Return each line of the listing that contains the string "white".

EXTRACTED DATA:
== Segment start ==

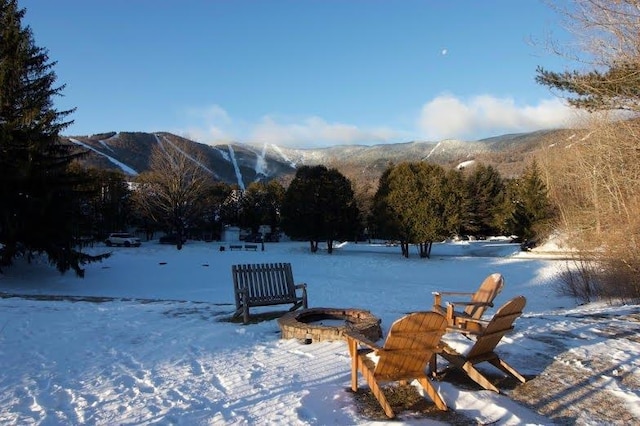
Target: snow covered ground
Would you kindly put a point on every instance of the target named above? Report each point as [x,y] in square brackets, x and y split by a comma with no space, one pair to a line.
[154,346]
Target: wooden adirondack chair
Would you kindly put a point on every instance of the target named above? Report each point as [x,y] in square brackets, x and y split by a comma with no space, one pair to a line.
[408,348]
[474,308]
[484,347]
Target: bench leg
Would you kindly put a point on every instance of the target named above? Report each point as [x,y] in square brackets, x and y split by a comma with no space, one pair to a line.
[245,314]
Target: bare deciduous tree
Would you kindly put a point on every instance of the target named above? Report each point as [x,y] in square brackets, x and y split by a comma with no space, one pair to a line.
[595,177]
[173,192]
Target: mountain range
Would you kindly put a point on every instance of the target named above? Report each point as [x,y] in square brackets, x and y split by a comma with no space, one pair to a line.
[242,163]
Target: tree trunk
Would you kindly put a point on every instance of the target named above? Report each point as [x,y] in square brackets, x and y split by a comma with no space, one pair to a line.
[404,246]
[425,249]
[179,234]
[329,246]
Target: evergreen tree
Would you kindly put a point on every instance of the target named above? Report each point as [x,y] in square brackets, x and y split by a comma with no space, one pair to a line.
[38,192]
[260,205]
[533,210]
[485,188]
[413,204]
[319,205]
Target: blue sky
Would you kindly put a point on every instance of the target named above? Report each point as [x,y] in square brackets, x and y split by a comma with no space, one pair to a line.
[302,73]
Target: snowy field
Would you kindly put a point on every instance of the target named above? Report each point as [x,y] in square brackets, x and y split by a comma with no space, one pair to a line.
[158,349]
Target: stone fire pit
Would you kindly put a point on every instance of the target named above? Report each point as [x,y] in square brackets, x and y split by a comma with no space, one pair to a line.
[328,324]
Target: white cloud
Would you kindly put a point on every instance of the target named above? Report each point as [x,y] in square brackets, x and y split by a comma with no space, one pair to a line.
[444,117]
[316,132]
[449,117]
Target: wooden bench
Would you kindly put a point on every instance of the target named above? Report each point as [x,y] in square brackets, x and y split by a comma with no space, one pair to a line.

== Segment end ==
== Segment start ==

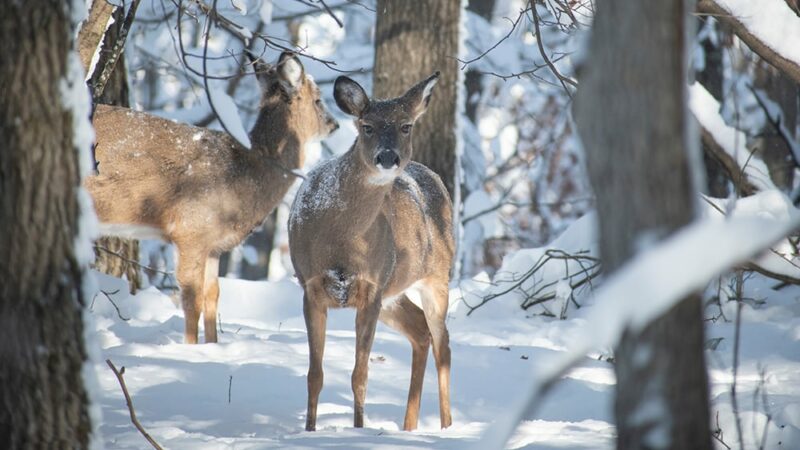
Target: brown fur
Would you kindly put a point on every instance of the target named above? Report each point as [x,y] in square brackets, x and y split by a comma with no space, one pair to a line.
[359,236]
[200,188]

== Segment end ==
== Segment start ==

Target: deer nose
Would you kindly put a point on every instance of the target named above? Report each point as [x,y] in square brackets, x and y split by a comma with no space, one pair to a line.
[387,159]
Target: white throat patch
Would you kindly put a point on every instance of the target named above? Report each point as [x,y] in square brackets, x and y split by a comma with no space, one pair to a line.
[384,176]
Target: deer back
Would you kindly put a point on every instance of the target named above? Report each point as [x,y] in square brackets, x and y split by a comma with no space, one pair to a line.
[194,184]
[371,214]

== Segment end ==

ANSWER TO THIS TASK:
Target: white cloud
Target: white throat patch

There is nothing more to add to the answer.